§ Task to complete:
Can you retype only the lines from the one with "Where can the black track" through the final line of the material, exactly as given?

§ Data entries:
=======

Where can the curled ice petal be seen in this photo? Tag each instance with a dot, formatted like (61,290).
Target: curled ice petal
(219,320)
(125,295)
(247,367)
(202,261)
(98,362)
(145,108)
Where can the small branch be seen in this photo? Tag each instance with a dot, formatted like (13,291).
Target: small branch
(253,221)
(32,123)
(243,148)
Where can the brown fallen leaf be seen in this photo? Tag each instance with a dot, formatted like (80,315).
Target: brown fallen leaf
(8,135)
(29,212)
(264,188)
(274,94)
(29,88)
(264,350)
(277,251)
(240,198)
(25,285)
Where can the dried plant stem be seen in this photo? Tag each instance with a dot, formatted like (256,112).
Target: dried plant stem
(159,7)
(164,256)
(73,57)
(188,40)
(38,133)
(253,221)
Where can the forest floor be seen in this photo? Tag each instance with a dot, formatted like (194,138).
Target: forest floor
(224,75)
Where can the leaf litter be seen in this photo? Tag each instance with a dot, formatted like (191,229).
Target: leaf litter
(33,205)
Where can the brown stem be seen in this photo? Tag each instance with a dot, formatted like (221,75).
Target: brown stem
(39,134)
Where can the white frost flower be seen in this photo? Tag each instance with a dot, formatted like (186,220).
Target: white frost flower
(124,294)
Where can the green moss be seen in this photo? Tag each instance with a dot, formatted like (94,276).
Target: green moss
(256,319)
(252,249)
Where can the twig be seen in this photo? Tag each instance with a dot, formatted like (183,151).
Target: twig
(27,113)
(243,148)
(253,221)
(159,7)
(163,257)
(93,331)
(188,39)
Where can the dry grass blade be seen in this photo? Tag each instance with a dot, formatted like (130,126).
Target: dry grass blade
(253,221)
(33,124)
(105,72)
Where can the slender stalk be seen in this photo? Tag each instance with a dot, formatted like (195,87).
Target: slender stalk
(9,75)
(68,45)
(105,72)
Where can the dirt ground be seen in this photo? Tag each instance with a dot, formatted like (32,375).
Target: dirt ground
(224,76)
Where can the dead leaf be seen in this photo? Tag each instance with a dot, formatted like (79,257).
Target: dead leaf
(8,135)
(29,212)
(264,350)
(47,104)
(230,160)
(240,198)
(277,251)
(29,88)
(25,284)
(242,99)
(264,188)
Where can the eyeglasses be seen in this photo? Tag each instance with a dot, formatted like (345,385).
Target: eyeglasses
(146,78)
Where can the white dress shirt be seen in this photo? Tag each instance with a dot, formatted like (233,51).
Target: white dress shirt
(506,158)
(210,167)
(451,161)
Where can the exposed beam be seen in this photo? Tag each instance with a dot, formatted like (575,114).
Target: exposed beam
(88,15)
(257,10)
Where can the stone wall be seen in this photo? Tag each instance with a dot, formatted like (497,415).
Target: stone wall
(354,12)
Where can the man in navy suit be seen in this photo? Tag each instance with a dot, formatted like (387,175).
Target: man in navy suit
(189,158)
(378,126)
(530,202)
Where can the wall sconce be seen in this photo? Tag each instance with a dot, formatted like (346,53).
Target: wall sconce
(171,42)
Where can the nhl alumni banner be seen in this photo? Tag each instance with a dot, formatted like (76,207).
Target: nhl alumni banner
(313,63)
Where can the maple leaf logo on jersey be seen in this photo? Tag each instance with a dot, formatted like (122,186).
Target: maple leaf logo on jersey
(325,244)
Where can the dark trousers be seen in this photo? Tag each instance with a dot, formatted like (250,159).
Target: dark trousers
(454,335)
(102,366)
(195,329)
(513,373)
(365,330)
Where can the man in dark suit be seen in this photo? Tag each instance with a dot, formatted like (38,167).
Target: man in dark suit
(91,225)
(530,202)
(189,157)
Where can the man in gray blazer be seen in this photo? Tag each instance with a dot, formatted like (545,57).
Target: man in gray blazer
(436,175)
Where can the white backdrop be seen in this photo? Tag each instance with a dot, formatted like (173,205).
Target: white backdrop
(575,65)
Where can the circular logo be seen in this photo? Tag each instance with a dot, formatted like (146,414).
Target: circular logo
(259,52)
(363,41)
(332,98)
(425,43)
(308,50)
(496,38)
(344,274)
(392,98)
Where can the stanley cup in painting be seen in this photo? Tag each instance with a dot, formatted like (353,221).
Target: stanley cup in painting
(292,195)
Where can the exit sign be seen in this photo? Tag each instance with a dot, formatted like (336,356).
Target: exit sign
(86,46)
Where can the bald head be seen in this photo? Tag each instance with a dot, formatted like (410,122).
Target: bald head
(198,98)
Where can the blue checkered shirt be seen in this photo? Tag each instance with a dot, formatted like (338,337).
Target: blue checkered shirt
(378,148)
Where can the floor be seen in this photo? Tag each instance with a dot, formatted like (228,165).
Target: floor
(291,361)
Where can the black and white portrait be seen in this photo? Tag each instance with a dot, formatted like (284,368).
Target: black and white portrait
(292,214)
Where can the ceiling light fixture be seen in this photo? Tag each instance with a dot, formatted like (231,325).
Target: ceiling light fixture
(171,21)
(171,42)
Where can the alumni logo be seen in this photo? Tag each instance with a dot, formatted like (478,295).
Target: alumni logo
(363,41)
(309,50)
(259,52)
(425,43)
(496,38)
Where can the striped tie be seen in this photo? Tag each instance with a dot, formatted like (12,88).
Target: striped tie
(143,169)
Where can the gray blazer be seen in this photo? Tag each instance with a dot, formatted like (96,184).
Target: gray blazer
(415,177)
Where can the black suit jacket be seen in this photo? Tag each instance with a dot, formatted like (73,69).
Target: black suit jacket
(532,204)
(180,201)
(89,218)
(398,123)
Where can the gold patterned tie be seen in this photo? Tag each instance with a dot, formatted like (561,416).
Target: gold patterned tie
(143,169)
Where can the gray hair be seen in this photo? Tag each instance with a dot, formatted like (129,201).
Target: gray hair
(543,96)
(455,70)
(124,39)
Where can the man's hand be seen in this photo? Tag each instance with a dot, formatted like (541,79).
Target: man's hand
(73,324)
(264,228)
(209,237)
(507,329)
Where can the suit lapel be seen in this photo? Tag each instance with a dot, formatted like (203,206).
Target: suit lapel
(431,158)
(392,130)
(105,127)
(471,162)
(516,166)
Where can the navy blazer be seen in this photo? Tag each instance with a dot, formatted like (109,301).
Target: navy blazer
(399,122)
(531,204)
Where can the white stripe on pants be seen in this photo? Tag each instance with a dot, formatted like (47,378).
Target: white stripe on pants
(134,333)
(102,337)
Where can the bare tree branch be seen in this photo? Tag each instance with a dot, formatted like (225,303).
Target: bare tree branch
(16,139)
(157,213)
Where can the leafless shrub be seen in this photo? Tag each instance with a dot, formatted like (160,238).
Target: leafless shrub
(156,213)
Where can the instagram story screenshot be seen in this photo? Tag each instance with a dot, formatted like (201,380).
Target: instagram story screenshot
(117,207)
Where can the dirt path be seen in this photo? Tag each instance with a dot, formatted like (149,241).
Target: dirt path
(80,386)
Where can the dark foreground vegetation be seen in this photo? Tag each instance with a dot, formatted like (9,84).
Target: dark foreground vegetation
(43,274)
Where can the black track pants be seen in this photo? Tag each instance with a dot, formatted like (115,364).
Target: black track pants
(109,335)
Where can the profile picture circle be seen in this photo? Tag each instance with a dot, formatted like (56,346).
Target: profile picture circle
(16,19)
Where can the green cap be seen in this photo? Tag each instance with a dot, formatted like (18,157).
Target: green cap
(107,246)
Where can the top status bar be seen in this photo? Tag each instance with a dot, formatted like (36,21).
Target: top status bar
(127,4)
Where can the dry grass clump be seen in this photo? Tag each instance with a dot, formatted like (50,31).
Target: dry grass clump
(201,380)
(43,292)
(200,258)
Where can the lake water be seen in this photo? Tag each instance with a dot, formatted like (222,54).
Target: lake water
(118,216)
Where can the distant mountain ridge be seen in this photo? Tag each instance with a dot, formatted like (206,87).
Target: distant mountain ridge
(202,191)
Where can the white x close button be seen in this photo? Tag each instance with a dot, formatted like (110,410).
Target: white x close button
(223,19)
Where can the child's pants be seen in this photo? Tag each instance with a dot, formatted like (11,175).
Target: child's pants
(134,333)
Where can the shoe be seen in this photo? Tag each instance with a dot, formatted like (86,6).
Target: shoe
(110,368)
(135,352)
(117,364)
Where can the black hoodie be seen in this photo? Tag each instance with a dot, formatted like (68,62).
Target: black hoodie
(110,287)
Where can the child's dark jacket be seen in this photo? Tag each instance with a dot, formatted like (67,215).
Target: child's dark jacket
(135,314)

=======

§ Output below:
Where can the black track pants be seen in this photo? Tag each instance with a dot, formatted like (115,364).
Target: black track pants
(109,335)
Where can the profile picture circle be seen in this photo? Tag each instance with a dot, formatted like (56,346).
Target: profile picture circle
(16,19)
Where can the green cap be seen in this photo? Tag each instance with a dot, formatted like (18,157).
Target: green cap
(107,246)
Where can the top status bar be seen in this photo? Tag each instance with a dot, formatted like (36,21).
Target: top status bar
(127,4)
Where can the dry grass clump be seen in this photo? Tag each instance with a dot, formatted like (50,31).
Target: dry grass clump
(201,380)
(43,292)
(200,258)
Where can the lake water be seen in this photo? Tag each instance with a dot, formatted like (222,54).
Target: lake water
(118,216)
Where can the distant mountain ridge be seen in this photo? Tag each instance with a dot, formatted like (206,87).
Target: distant mountain ridge
(202,191)
Where can the white x close button be seen in this photo? Tag each instance with a dot, formatted like (110,410).
Target: white x close button
(223,19)
Where can the child's pants be seen in this photo? Tag each instance with a dot, formatted like (11,175).
Target: child's pants
(134,333)
Where can the shoe be seen in this photo? Tag each instance with a dot, formatted like (86,6).
Target: shoe
(110,368)
(135,352)
(117,364)
Where can the black hoodie be seen in this photo? Tag each instance with a dot, formatted like (68,62).
Target: black hoodie
(110,287)
Where can the child's dark jacket be seen in this photo? Tag each instance with a dot, formatted like (67,215).
Target: child's dark jacket
(135,314)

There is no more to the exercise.